## [Tasks and exercises]
(A) Translate this sentence from the book reviews into Spanish: "Still, the book will definitely make you look at organizations and industries in a different way."
(B) In the book reviews, which two organizations are named as examples of successful starfish organizations that are not profit-making companies?
(C) Carry on the book reviews from their last sentence.

----- Text shown

5 out of 5 stars Insightful.......2007-06-06

An interesting book on interesting subject.
Decentralization literature is not new, but the author uses a diversified set of examples.
However, most examples used for successful starfish (decentralized) organizations are not profit making companies, such as emule and craigslist.
Still, the book will definitely make you look at organizations and industries in a different way.

5 out of 5 stars Cindy Sheehan' Starfish Moment.......2007-06-02

Cindy Sheehan is leaving the anti-war movement to which she gave so much life, energy, and focus. She will be back, no doubt, in some form. I wish her well in restoring herself and renewing her own life. But I firmly disagree (and this is a blue-moon moment) with William R. Pitt that "Anyone glad for her departure from activism is celebrating a disaster."

While I doubt I'd use the word "glad" to describe my own feelings, certainly "relieved" qualifies. At any rate, in no way does "disaster" describe this moment. Quite the contrary: this woman endured everything from divorce to death threats to arrest to public taunting and ridicule from the mass media; it is time she retreated and renewed.

----------
----- Given information

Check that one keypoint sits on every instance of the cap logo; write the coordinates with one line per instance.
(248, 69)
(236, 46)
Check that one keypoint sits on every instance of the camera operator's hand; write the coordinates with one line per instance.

----------

## [Answers below]
(A) Aun así, el libro sin duda te hará ver las organizaciones y las industrias de una manera diferente.

(B) Emule and craigslist.

(C)
There is also a broader theme to this, which I am going to explain with a book review. Yes, a book review. The book is The Starfish and the Spider: The Unstoppable Power of Leaderless Organizations. The authors are Ori Brafman and Rod A. Beckstrom, and they have written one of the most crystalline gems of social insight that I have seen in any non-fiction these past 20 years. In a mere 200 pages of text, these two Stanford grads provide more clarity of perspective on our society, its group psychologies and cultural transformations, than you are likely to get from a shelf full of punditry or a year's worth of television. I do not think I am overstating the case for this book: it is the most important and clarion piece of non-fiction to arise in this first decade of the 21st century. It is a book made for, and by, its era.

The metaphor of the title is a comparison of "top-down", hierarchically-structured groups and organizations, such as we are all familiar with in corporate America and government (that's the spider, who can be made lame from the loss of its legs and dead from decapitation); and the fresh wave of decentralized, leaderless, or non-hierarchical organizations that have become such a force in society over the past decade of the Internet (this is the "starfish," which can be chopped up into numerous pieces, each of which will respond by growing a new organism or member).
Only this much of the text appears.